=== Enunciado del ejercicio 1 ===
Edita el fragmento sobre Nietzsche y la mujer desde "Cuando Nietzsche se" hasta "tiene, ¿cómo encontrarla?" inclusive, y cambia "enigma" por "acertijo".
=== Enunciado del ejercicio 2 ===
Resume en dos oraciones el fragmento sobre Nietzsche y la mujer.

=== Fragmento proporcionado ===
+++

Los filósofos, las mujeres y el amor: Friedrich Nietzsche (2ª parte) (6/8)

VI. LA ESENCIA DE LA MUJER. EL ERROR DEL “ETERNO FEMENINO”

Cuando Nietzsche se adentra en el conocimiento de la mujer, a la búsqueda de su esencia, constata que es un problema, un misterio, un enigma indescifrable. Nietzsche, “el primer psicólogo de lo eterno femenino”, como él se autocalifica (EH., 5, 63), se pregunta: ¿tiene la mujer una esencia metafísica aprehensible para el hombre?, ¿existe algo parecido a la mujer-en sí, a la mujer-verdad?, ¿el llamado eterno femenino, el arquetipo de “mujer-eterna”, tiene alguna realidad ontológica? Y, si existe y la tiene, ¿cómo encontrarla?

+++

=== Registros de datos ===
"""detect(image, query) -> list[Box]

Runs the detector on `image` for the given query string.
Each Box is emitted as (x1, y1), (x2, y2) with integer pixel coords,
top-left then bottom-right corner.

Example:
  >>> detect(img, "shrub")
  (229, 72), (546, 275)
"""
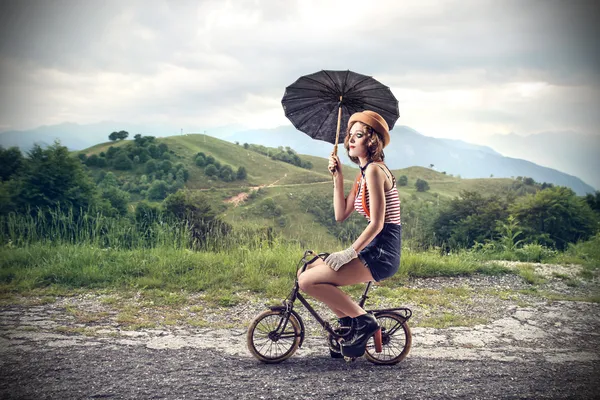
(148, 180), (169, 200)
(415, 179), (429, 192)
(204, 164), (219, 177)
(236, 167), (248, 180)
(113, 153), (133, 171)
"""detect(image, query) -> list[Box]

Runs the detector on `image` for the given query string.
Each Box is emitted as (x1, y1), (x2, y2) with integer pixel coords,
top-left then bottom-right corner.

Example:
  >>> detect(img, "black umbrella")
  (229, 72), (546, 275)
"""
(281, 71), (400, 153)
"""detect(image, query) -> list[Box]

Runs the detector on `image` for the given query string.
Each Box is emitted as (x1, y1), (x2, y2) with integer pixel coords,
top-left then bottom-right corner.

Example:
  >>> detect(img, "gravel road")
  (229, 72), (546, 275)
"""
(0, 268), (600, 399)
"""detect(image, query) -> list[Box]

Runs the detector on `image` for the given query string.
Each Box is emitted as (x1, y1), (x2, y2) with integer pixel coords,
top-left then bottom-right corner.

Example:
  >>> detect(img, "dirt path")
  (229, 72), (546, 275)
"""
(0, 275), (600, 399)
(224, 174), (330, 207)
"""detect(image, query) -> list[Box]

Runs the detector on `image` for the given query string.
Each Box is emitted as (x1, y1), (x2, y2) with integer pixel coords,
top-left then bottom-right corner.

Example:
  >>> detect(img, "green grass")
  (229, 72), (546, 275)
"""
(0, 240), (537, 298)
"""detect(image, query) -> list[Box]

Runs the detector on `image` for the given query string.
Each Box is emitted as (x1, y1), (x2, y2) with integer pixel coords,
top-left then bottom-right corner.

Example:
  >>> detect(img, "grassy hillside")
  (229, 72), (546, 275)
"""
(78, 134), (513, 247)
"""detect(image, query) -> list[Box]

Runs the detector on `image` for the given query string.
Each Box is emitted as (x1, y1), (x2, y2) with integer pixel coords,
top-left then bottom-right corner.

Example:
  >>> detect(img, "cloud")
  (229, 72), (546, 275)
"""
(0, 0), (600, 139)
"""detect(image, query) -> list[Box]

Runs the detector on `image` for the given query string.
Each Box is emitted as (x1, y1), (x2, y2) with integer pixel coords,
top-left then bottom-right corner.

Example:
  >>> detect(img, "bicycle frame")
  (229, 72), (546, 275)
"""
(269, 250), (412, 347)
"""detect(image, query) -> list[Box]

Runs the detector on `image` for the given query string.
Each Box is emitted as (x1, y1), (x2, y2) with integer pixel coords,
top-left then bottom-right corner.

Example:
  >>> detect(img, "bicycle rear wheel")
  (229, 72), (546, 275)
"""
(246, 310), (301, 364)
(365, 312), (412, 365)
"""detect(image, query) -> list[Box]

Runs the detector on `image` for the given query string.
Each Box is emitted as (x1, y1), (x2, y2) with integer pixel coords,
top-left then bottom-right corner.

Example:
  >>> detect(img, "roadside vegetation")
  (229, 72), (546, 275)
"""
(0, 136), (600, 318)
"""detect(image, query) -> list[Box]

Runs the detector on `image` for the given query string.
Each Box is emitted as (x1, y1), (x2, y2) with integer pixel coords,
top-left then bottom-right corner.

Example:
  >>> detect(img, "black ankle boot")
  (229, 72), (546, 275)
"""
(341, 313), (379, 357)
(329, 317), (352, 358)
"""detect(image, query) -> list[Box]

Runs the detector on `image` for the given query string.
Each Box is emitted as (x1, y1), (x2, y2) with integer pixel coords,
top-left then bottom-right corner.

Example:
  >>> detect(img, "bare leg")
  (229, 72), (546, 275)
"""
(298, 258), (373, 318)
(297, 260), (346, 318)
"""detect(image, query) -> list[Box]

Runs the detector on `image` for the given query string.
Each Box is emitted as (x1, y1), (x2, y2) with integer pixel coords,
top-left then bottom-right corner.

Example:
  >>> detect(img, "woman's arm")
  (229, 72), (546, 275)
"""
(333, 173), (356, 222)
(328, 153), (356, 222)
(352, 164), (385, 253)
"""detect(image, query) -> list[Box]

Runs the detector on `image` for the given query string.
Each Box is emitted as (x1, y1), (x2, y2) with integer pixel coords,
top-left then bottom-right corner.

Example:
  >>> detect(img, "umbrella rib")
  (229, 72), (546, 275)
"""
(303, 76), (335, 93)
(323, 70), (341, 96)
(315, 105), (338, 140)
(284, 99), (325, 118)
(346, 76), (372, 93)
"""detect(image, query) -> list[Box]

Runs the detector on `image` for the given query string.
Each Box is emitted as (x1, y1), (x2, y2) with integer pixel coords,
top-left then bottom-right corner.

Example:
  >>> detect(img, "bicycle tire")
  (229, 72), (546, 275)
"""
(246, 310), (301, 364)
(365, 312), (412, 365)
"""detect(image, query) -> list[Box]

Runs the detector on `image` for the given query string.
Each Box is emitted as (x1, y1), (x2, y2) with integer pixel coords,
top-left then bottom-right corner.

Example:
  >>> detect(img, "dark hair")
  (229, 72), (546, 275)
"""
(344, 121), (385, 164)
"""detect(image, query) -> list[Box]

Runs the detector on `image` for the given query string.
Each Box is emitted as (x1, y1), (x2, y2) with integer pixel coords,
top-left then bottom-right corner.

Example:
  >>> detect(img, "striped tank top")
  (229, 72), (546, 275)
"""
(354, 164), (401, 225)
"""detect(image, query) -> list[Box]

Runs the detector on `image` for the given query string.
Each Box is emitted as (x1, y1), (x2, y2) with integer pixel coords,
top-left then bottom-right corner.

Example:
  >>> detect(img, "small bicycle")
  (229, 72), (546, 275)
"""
(247, 250), (412, 365)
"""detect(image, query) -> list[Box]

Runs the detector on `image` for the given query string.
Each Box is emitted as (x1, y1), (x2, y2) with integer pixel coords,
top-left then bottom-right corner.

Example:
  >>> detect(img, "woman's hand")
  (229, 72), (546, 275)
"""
(325, 246), (358, 271)
(327, 152), (342, 175)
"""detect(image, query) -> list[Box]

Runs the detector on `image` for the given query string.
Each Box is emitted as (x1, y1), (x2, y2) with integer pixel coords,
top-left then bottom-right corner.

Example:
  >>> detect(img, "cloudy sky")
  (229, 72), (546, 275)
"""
(0, 0), (600, 142)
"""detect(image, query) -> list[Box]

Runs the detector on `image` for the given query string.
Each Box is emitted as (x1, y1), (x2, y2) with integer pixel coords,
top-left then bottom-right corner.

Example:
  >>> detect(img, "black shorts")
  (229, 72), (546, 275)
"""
(358, 223), (402, 282)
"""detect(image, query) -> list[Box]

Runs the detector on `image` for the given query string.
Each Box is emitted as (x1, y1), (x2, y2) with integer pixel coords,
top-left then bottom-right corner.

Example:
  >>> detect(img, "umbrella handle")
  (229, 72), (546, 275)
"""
(333, 96), (342, 156)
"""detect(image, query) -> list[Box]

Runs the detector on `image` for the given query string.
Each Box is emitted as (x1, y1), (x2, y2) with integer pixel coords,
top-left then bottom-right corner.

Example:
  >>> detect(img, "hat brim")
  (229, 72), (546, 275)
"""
(348, 112), (390, 147)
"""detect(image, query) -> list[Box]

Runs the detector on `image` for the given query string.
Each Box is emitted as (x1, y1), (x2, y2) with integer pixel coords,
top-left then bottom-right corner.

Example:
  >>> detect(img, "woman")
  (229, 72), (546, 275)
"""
(298, 110), (401, 357)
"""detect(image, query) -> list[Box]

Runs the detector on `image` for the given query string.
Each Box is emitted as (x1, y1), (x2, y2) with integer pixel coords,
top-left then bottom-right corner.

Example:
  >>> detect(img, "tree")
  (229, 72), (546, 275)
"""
(113, 153), (133, 171)
(433, 191), (508, 248)
(0, 146), (23, 181)
(148, 180), (169, 200)
(17, 141), (97, 213)
(145, 160), (157, 174)
(204, 164), (219, 177)
(585, 190), (600, 213)
(158, 160), (173, 173)
(196, 154), (206, 167)
(415, 179), (429, 192)
(106, 146), (119, 160)
(102, 187), (129, 216)
(99, 171), (119, 188)
(236, 166), (248, 180)
(510, 186), (597, 250)
(162, 190), (231, 246)
(219, 165), (234, 182)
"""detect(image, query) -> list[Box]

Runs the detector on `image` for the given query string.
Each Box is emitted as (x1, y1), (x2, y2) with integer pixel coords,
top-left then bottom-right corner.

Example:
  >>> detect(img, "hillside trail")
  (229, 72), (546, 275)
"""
(0, 264), (600, 399)
(223, 174), (330, 207)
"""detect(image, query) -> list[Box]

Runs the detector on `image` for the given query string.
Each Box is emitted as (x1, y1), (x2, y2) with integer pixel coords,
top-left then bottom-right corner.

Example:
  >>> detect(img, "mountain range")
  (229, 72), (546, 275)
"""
(0, 122), (600, 195)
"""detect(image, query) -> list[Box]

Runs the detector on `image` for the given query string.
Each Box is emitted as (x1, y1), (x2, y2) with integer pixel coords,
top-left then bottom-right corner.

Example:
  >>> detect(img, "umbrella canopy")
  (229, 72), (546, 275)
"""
(281, 71), (400, 149)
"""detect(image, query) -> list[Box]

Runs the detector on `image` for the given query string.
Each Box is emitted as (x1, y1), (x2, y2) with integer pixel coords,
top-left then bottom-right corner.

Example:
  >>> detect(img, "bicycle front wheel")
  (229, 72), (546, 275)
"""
(365, 312), (412, 365)
(247, 310), (301, 364)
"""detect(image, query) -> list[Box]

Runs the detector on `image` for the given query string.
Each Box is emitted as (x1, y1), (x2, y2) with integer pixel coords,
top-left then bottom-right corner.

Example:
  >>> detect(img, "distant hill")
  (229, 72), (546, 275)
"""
(0, 122), (600, 195)
(77, 134), (524, 248)
(224, 126), (595, 195)
(486, 132), (600, 189)
(0, 121), (241, 151)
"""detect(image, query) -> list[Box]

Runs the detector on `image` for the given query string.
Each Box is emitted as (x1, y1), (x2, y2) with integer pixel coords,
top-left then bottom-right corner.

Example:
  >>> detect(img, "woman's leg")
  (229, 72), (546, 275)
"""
(297, 260), (346, 318)
(298, 258), (373, 318)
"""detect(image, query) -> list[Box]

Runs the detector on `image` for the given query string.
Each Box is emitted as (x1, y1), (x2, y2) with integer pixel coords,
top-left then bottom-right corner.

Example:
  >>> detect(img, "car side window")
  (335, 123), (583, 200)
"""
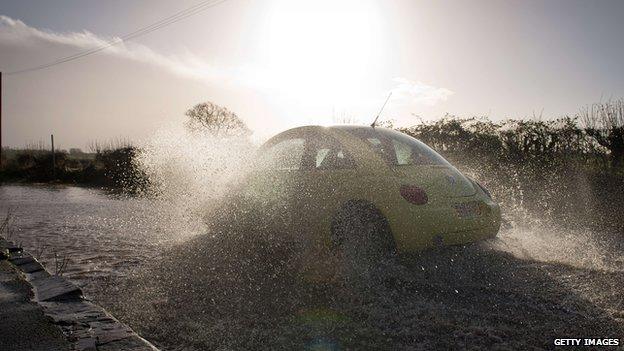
(262, 138), (305, 171)
(309, 137), (355, 170)
(392, 139), (434, 166)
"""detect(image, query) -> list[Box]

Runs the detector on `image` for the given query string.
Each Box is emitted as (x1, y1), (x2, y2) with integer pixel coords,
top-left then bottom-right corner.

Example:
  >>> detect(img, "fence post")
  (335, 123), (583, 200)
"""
(50, 134), (56, 178)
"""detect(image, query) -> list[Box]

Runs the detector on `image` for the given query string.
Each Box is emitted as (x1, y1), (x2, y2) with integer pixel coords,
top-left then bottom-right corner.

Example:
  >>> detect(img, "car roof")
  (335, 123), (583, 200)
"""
(277, 124), (396, 135)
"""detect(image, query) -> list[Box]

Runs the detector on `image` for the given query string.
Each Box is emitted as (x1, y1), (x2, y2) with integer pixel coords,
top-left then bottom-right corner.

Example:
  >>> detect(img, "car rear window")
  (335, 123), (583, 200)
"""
(349, 128), (450, 166)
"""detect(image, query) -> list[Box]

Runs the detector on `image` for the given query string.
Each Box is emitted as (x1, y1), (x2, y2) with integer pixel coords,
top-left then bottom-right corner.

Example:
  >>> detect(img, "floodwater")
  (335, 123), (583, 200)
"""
(0, 185), (190, 293)
(0, 185), (624, 350)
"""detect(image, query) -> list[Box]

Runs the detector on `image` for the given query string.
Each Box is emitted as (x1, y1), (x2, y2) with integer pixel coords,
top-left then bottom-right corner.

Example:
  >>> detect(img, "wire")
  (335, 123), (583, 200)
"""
(5, 0), (227, 75)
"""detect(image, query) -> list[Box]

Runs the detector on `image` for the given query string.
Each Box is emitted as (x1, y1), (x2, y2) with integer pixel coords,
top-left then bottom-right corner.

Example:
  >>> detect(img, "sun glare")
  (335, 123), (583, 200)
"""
(255, 0), (381, 113)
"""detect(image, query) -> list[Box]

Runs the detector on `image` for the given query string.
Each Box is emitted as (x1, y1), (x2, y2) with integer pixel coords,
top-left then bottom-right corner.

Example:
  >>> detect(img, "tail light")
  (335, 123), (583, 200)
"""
(475, 181), (492, 199)
(401, 185), (429, 205)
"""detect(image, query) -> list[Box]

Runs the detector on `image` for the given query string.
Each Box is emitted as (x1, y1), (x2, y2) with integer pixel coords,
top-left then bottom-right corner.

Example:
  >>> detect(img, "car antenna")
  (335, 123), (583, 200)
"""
(371, 92), (392, 128)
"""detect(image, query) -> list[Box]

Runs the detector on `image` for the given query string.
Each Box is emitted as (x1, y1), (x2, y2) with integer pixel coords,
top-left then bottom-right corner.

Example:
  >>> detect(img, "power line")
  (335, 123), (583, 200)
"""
(5, 0), (227, 75)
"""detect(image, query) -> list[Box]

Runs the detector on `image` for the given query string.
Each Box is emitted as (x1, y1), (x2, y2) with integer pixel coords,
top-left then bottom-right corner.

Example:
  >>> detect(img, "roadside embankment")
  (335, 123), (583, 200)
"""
(0, 238), (157, 351)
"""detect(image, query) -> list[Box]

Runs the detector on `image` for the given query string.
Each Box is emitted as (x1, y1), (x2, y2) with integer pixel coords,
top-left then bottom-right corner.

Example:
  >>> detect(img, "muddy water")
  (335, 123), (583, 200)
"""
(0, 186), (624, 350)
(0, 185), (191, 294)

+++

=== Resultado correcto 1 ===
Cuando Nietzsche se adentra en el conocimiento de la mujer, a la búsqueda de su esencia, constata que es un problema, un misterio, un acertijo indescifrable. Nietzsche, “el primer psicólogo de lo eterno femenino”, como él se autocalifica (EH., 5, 63), se pregunta: ¿tiene la mujer una esencia metafísica aprehensible para el hombre?, ¿existe algo parecido a la mujer-en sí, a la mujer-verdad?, ¿el llamado eterno femenino, el arquetipo de “mujer-eterna”, tiene alguna realidad ontológica? Y, si existe y la tiene, ¿cómo encontrarla?

=== Resultado correcto 2 ===
Al adentrarse en el conocimiento de la mujer en busca de su esencia, Nietzsche constata que es un problema, un misterio y un enigma indescifrable. Autocalificado como el primer psicólogo de lo eterno femenino, se pregunta si la mujer tiene una esencia metafísica aprehensible para el hombre, si el eterno femenino tiene alguna realidad ontológica y, de ser así, cómo encontrarla.